Quoted passage:
--- START ---

How to Convert code to C++

Question

How to Convert code to C++

0yueyunfei0 opened this issue 4 years ago · 12 comments

Hi, I really like your code, your code works particularly well on our model, but now we need to deploy the model to TensorRT in C++, although a Pytorch model like pspnet can be converted very quickly, but how can a method like process_high_res_im be written with the api in TensorRT (C++), thanks a lot!

Answer 1 · 2021-03-19T03:28:54.000Z

Hi,

I don't have a lot of experience in TensorRT so my suggestion would probably be sub-optimal...
process_high_res_im is essentially just cropping/stitching -- I think these can be done in C++ (maybe OpenCV's GPU functions are sufficient) or with custom CUDA kernels. That means only converting the PSPNet part to be optimized by TensorRT while leaving the rest on vanilla C++/CUDA.

Answer 2 · 2021-03-19T03:39:50.000Z

Thank you for your reply, I will try these suggestions and report back to you with progress

Answer 3 · 2021-03-20T12:56:59.000Z

Hi,

I don't have a lot of experience in TensorRT so my suggestion would probably be sub-optimal...
process_high_res_im is essentially just cropping/stitching -- I think these can be done in C++ (maybe OpenCV's GPU functions are sufficient) or with custom CUDA kernels. That means only converting the PSPNet part to be optimized by TensorRT while leaving the rest on vanilla C++/CUDA.

I've serialized Pytorch->onnx->TensorRT C++, rewritten most of the cropping/stitching using opencv, and rewritten AdaptiveAvgPool2d to accommodate the onnx operations.
After two days of attempts, I think I ran into two tricky problems.
One is the dynamically changing number of inputs during the forward of RefinementModule, because inter_s8=None, inter_s4=None are indeterminate.Although I solved the dynamic shape in tensorrt, I don't know how to solve the dynamic number of inputs.
Then there is the problem in the combined_224[:,:,start_y:end_y, start_x:end_x] += [grid_pred_224[:,:,pred_sy:pred_ey,pred_sx:pred_ex
I found a problem when debugging this sentence, pred_sy:pred_ey is larger than start_y:end_y, Causes copying large arrays to small arrays.
How can the above two problems be solved in C++?
Many thanks again, I'm sorry to bother you, but this code is really important to us.

--- END ---

Data entries:

--- START ---

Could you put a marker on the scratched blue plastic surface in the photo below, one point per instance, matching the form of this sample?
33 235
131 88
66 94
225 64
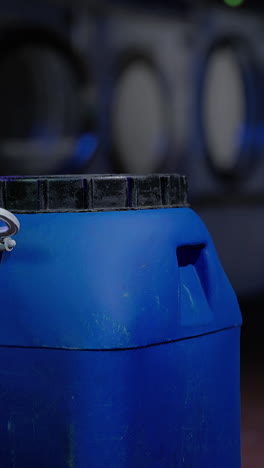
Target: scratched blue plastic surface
149 373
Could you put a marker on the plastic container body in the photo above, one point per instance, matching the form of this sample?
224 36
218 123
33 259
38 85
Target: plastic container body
119 344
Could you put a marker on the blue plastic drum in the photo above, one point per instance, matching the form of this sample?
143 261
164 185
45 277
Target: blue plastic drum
119 337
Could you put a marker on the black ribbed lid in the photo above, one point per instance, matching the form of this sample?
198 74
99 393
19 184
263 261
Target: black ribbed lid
47 194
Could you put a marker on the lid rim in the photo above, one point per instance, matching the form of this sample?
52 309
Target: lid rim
84 193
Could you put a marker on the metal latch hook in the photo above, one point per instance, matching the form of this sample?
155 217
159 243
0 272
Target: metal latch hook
6 232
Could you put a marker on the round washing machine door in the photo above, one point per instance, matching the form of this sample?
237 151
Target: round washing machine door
139 118
227 110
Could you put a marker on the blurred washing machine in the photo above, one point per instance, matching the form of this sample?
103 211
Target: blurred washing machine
226 170
146 100
46 88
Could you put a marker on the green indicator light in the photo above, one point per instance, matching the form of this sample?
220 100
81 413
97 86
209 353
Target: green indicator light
234 2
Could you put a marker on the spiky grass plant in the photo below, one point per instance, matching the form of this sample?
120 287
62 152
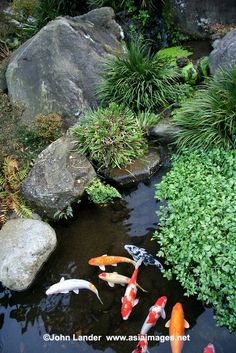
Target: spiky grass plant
209 119
138 79
10 200
110 137
147 120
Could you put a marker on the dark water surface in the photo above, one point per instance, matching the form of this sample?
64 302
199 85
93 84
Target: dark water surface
26 317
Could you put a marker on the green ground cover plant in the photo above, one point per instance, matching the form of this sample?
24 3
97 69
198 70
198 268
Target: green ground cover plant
110 137
101 193
139 80
173 53
208 120
197 234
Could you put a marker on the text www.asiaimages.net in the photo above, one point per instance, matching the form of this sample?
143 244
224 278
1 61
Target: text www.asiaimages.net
111 338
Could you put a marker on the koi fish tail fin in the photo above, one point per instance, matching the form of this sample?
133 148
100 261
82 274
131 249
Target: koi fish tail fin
138 263
142 345
142 289
99 298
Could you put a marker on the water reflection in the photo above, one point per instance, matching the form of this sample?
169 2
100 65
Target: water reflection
26 317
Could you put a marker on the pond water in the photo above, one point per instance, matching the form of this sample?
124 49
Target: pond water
26 317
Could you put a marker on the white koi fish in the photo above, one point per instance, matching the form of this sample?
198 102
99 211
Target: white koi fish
115 278
66 286
129 300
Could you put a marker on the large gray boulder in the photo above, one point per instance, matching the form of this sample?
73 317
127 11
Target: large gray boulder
224 53
25 245
58 178
195 17
58 69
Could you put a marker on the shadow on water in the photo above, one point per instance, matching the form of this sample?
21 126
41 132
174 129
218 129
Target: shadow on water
94 231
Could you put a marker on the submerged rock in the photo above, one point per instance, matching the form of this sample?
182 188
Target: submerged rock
58 178
140 170
25 245
224 53
57 70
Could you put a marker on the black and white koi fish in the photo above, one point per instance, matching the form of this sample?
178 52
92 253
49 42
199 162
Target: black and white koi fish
140 253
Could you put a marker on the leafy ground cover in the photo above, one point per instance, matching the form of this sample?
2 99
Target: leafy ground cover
198 227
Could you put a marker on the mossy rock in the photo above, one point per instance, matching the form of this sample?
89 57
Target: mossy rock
190 74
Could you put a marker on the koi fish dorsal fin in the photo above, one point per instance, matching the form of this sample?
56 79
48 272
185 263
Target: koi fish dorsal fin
167 324
163 314
186 324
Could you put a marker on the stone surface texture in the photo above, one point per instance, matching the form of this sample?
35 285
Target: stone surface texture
25 245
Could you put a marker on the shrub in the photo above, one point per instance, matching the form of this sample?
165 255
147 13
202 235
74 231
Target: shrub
48 127
10 118
100 193
138 80
10 200
198 228
110 137
48 10
173 53
147 120
209 119
45 129
28 6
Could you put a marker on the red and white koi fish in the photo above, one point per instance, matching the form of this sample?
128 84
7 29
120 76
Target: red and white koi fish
105 260
176 325
129 300
115 278
157 310
209 348
142 346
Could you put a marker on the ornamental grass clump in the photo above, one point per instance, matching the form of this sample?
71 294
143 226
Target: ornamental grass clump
197 235
209 119
110 137
139 80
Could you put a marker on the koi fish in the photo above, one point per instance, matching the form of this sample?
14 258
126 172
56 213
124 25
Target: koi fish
142 346
65 286
176 325
129 301
105 260
157 310
140 253
115 278
209 348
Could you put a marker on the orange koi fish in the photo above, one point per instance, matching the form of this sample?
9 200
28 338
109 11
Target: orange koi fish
209 348
176 325
105 260
129 301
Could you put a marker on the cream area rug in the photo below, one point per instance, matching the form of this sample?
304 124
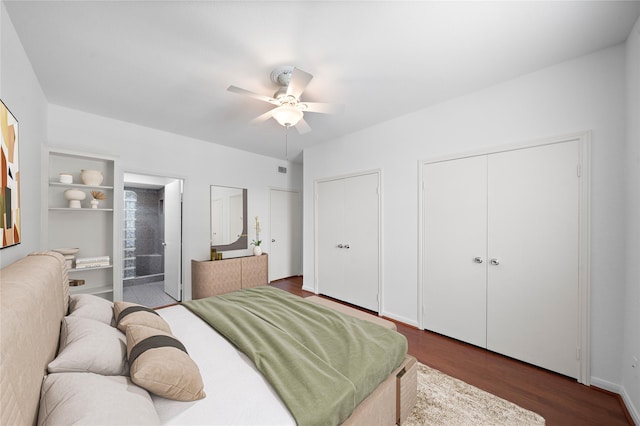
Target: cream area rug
444 400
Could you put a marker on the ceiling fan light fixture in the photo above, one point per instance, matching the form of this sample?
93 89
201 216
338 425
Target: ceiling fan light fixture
287 115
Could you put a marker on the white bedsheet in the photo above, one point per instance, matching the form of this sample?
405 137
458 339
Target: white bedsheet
237 394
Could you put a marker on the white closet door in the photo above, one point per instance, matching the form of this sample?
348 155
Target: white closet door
362 223
532 312
455 234
330 223
348 239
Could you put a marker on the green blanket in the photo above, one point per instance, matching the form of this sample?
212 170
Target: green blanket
321 363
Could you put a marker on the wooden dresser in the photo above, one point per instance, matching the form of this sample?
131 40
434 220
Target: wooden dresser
209 278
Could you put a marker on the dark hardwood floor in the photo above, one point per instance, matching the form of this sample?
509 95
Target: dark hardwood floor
559 399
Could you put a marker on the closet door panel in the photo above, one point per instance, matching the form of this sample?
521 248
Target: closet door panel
532 310
361 235
330 222
455 234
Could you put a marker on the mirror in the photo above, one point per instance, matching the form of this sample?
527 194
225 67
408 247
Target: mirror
228 218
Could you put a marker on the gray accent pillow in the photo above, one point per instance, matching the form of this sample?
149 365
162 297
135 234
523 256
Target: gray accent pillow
92 399
91 346
93 307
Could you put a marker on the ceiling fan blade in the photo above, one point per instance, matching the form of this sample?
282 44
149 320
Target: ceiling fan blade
264 117
254 95
302 127
298 82
322 107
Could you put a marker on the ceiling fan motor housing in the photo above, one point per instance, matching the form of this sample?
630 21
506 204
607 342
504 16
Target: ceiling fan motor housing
282 75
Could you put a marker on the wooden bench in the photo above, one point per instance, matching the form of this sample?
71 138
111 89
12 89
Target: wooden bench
351 311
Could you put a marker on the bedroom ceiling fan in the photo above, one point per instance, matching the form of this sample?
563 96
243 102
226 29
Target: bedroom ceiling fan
289 110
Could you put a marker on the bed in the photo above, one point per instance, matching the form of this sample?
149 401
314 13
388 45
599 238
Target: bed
35 301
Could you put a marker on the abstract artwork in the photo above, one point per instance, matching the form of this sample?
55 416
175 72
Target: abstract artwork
10 196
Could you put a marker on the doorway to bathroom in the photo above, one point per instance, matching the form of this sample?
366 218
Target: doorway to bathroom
152 240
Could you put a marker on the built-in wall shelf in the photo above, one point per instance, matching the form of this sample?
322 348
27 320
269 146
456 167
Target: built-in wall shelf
90 269
79 185
83 209
95 234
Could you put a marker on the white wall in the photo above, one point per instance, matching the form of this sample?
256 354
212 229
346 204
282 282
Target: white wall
201 164
631 375
21 93
584 94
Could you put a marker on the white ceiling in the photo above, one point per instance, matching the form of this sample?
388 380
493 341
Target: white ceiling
167 64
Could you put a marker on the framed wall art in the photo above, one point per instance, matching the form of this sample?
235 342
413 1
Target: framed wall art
10 195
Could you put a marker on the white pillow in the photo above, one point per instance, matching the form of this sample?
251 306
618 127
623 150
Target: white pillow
91 399
87 345
91 306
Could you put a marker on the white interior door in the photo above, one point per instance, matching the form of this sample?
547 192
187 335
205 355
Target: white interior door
362 241
330 233
454 240
173 239
284 250
533 297
348 239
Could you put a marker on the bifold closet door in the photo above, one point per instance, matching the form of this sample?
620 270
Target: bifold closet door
455 235
348 239
533 249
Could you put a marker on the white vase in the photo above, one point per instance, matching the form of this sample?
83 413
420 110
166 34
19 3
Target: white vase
91 177
74 196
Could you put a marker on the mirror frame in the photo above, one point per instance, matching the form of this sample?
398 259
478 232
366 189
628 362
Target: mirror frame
242 242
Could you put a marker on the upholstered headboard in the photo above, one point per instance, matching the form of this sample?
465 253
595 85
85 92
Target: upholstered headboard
34 296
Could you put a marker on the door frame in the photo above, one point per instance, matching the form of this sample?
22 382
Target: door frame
316 182
160 180
583 352
297 227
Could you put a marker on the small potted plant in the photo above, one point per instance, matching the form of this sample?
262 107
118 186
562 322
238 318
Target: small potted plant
257 250
97 196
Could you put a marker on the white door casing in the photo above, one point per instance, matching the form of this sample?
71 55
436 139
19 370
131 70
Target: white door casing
330 225
173 239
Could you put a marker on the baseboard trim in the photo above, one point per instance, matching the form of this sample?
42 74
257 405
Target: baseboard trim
399 318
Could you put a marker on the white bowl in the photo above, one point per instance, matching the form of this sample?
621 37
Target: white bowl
66 178
74 196
91 177
67 250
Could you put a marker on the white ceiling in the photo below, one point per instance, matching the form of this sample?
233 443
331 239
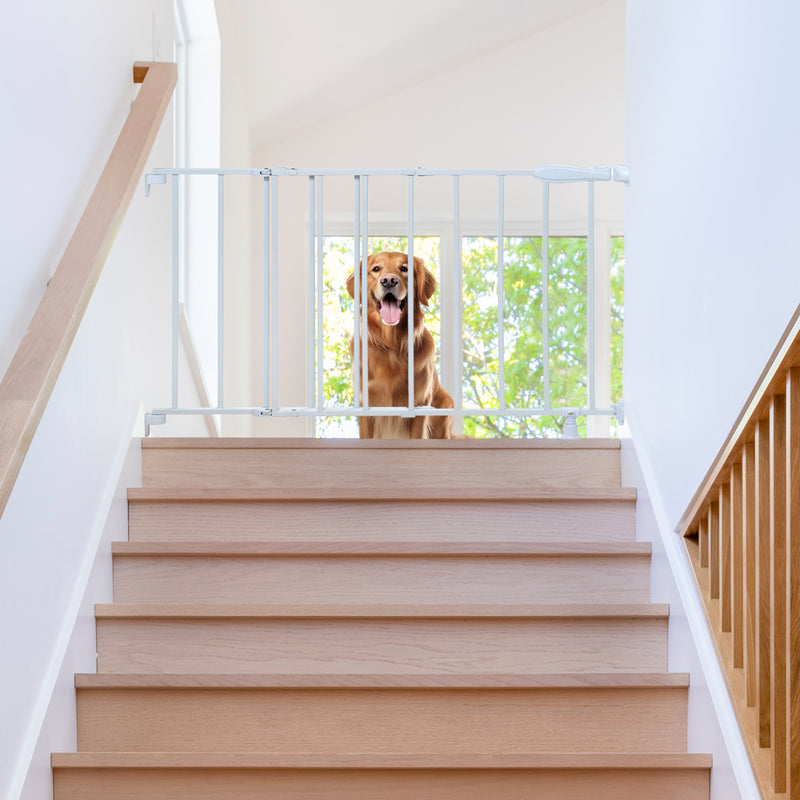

--- END ---

To-do list:
a – In the TensorRT thread, rename "start_y:end_y" to "top_y:bottom_y" and give the passage from "Then there is" up to and including "to small arrays.".
b – Answer these questions from the TensorRT thread:
(i) What does the first reply say process_high_res_im essentially consists of?
(ii) Which operation did the issue author rewrite to accommodate the onnx operations?
(iii) How many days of attempts did the author spend before running into two tricky problems?
c – Pick up the TensorRT conversion thread after its final sentence and continue it.
The listing comes from a different source than the TensorRT thread.

Outputs in order:
a –
Then there is the problem in the combined_224[:,:,top_y:bottom_y, start_x:end_x] += [grid_pred_224[:,:,pred_sy:pred_ey,pred_sx:pred_ex
I found a problem when debugging this sentence, pred_sy:pred_ey is larger than top_y:bottom_y, Causes copying large arrays to small arrays.

b –
(i) Cropping/stitching.
(ii) AdaptiveAvgPool2d.
(iii) Two days.

c –
Answer 4 · 2021-03-20T15:39:15.000Z

If you are following the global/local procedure, then there are only two types of forwards -- one with (img, seg) used in the global step, and the other with (img, seg, inter_s8) used in the local step. Maybe you can split our forward function into two versions, such that each one of them has a fixed number of inputs? If that is inducing extra memory cost, note that model.feats and model.psp are called (maybe multiple times) in all kinds of forwards -- so maybe they can be shared.
That should not happen. The two array sizes should always be the same or else even the python code would not work.

Answer 5 · 2021-03-22T02:31:01.000Z

Almost Done!
After splitting into two Models, after confusing trial and error with NCHW and BGR between opencv and TensorRT, and after a day of Debug with TensorRT, we finally have initial success, thank you very much!

Answer 6 · 2021-03-22T06:56:30.000Z

If you are following the global/local procedure, then there are only two types of forwards -- one with (img, seg) used in the global step, and the other with (img, seg, inter_s8) used in the local step. Maybe you can split our forward function into two versions, such that each one of them has a fixed number of inputs? If that is inducing extra memory cost, note that model.feats and model.psp are called (maybe multiple times) in all kinds of forwards -- so maybe they can be shared.

That should not happen. The two array sizes should always be the same or else even the python code would not work.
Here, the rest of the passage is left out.